══ SOURCE EXTRACT ══

Table 3. Model Performance for Simulated Stream Discharge Using Different Precipitation Inputs During Both Calibration and Validated Periods, Expressed by the Nash-Sutcliffe Coefficient, and Deviations to Water Balance
 In the validation periods, 2006 and 2010, the differences between models performances are relatively small, which suggests that outside the calibration period the differences in predictive accuracy with respect to stream discharge caused by using different rainfall products are very limited. The difference between the two models at the same station is much smaller than the variation for the same model at different subcatchment. In addition, it was expected that the performance of the radar-based model would be better in smaller catchments due to the higher resolution. However, such scale dependency is unclear. One possible explanation is that the selected catchments are simply too large to verify this hypothesis. The smallest catchment covers an area of 46.5 km2, which corresponds to nearly 12 radar pixels, or half of an interpolated rain gauge grid. Therefore, as long as the mean precipitation over this area is basically the same between the two estimates, the internal distribution does not make a significant impact.
4.3.2. Groundwater Head
 Using multiannual radar QPE data set as input to a hydrological model provides an opportunity to evaluate the impact of radar QPE on the simulated groundwater behavior, since the interaction between rainfall and groundwater is much less instantaneous than the rainfall-runoff process and thus requires much longer period of rainfall data set. Table 4 shows the RMSE of groundwater hydraulic head calculated for the models using both radar and rain-gauge-based precipitation inputs, and compared against observations from a control period (2000–2005) where abundant data are available. The model performances based on the two rainfall scenarios are very close to one another both in the calibration and validation periods with a general preference given to the ARNE-based model. It is noted that at layer 3, where the shallow aquifer is located, the performance of the radar-based model is about 10% higher than the rain-gauge-based model in all three periods. Since the observations from groundwater wells are relatively local, the advantage introduced by using high-resolution rainfall data as model input is apparent for simulating shallow groundwater heads. At deeper groundwater layers, for instance layer 5 and 8, the results from the radar-based model are also superior. However, although the groundwater recharge could dominate the simulated hydraulic head, it is a very indirect proxy of precipitation. Therefore, it is hardly conclusive if the improvement is caused by using radar QPE as the rainfall input.
Table 4. Root Mean Squared Error of the Simulated Hydraulic Head at Different Model Computational Layers Using Radar and Rain Gauge Based Precipitation Inputs During the Calibration and Validation Periods (unit: m)a
No. of Observations
Calculations are made with reference to the mean hydraulic head in 2000–2005.
 The radar and rain gauge simulated groundwater heads for 2006–2010 are illustrated in Figure 10. It is unnecessary to differentiate between the three periods since the differences are subtle. The groundwater head data are extracted from layer 3 of the saturated zone which is located approximately 10 to 20 m below the ground surface. On average, the spatial distribution of the simulated groundwater heads is very similar by visual comparison. However, the radar-driven hydrological model predicts higher groundwater elevation in the western part of the catchment and lower in the eastern part compared to the results obtained by the rain-gauge-driven model. Initially, it was anticipated that the choice of rainfall product would have limited effect on the simulated groundwater head over a time span of half a decade. However, Figure 10 indicates that the spatial distribution of precipitation applied in the hydrological model has relatively significant impact on the simulated groundwater heads: at many locations in the catchment the absolute differences between model simulations are more than 2 m. Since the RMSE of the simulated groundwater head is in the range of 2–4 m as indicated by Table 4, a 2 m difference between the model simulations could show significant impact on the model performances.

═══
══ RAW RECORDS ══

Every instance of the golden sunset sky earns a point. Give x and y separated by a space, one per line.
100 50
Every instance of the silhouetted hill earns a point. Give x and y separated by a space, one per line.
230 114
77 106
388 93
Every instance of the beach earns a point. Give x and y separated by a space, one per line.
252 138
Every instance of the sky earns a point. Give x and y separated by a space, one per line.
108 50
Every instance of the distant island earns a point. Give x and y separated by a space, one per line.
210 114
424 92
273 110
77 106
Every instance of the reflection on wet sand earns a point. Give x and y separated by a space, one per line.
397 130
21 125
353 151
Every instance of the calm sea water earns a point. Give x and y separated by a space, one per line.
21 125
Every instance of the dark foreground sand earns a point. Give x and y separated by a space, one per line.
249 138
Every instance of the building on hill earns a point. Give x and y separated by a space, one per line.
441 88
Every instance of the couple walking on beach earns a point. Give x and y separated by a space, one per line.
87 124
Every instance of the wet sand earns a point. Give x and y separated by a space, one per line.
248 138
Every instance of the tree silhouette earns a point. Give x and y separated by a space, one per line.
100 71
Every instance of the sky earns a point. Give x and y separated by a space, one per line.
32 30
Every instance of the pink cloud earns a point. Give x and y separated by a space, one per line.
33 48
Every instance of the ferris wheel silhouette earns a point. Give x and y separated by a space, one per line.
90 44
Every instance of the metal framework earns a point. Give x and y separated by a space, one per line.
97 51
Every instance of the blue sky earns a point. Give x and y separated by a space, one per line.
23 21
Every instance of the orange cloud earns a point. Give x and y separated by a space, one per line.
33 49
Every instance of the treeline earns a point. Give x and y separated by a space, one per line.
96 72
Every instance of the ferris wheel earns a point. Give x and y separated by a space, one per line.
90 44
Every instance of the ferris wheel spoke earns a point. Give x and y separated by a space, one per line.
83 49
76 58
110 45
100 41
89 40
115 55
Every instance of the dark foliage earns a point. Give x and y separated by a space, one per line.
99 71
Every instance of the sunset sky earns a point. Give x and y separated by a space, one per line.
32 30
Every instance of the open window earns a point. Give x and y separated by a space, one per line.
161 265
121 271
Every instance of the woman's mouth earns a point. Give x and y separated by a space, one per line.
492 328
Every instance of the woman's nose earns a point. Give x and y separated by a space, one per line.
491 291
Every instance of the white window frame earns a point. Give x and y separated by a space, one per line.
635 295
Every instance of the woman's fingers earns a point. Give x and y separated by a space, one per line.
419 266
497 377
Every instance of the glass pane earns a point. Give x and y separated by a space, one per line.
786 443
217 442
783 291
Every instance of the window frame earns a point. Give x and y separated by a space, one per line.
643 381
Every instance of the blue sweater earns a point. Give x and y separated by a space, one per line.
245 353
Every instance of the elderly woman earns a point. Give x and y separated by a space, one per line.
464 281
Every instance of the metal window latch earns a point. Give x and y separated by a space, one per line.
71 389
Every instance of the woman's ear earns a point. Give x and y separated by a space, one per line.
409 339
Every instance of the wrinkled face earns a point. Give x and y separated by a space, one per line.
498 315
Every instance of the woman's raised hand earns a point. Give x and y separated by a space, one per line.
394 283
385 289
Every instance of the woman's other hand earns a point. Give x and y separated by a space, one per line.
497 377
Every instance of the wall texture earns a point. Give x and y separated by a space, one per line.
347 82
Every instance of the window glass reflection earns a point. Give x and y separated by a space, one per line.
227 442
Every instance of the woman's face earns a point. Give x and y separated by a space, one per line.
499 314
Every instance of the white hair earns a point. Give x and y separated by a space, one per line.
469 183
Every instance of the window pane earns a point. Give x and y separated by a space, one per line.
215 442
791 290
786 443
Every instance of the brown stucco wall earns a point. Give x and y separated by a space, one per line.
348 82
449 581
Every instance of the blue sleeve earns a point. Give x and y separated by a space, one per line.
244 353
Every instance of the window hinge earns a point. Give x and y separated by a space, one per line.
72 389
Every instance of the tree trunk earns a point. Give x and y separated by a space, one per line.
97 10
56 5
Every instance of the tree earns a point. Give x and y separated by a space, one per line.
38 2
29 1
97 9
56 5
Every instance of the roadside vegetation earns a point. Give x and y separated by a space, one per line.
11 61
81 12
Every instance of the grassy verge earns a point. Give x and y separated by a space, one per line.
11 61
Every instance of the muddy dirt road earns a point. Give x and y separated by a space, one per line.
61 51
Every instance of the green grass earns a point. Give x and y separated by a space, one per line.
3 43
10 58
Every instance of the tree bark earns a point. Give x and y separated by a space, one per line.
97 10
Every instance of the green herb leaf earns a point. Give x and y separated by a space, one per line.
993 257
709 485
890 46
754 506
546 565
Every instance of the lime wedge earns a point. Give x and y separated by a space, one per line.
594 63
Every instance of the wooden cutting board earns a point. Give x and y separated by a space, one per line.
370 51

═══
══ RAW RECORDS ══

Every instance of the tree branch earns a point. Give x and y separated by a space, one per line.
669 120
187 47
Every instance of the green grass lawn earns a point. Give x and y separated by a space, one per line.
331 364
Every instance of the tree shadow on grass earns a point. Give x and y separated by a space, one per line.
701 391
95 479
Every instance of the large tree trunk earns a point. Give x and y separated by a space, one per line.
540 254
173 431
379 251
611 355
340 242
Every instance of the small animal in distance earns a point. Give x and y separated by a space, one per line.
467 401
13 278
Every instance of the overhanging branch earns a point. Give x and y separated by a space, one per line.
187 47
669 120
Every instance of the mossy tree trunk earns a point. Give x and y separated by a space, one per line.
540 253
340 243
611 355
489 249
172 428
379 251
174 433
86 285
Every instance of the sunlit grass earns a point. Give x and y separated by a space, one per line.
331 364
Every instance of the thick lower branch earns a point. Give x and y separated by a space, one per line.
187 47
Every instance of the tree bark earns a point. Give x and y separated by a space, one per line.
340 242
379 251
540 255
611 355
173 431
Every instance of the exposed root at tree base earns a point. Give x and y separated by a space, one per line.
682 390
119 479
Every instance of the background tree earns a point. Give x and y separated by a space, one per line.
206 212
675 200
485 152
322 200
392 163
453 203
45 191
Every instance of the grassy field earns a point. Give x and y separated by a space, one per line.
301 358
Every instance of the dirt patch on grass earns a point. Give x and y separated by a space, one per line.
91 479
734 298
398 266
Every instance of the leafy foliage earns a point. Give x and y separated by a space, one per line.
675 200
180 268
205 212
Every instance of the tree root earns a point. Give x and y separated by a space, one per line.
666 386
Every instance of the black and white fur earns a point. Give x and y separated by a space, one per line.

═══

CHALLENGE A:
Answer the following from the hydrology excerpt above:
(i) What is the area of the smallest catchment?
(ii) What control period supplied the observations against which the groundwater hydraulic head was compared?
(iii) Approximately how far below the ground surface is layer 3 of the saturated zone located?
CHALLENGE B: Reproduce word for word the passage of the hydrology excerpt that opens with the words "Table 4. Root" and closes with "head in 2000–2005.".

FINAL RESULT A:
(i) 46.5 km2
(ii) 2000–2005
(iii) Approximately 10 to 20 m

FINAL RESULT B:
Table 4. Root Mean Squared Error of the Simulated Hydraulic Head at Different Model Computational Layers Using Radar and Rain Gauge Based Precipitation Inputs During the Calibration and Validation Periods (unit: m)a
No. of Observations
Calculations are made with reference to the mean hydraulic head in 2000–2005.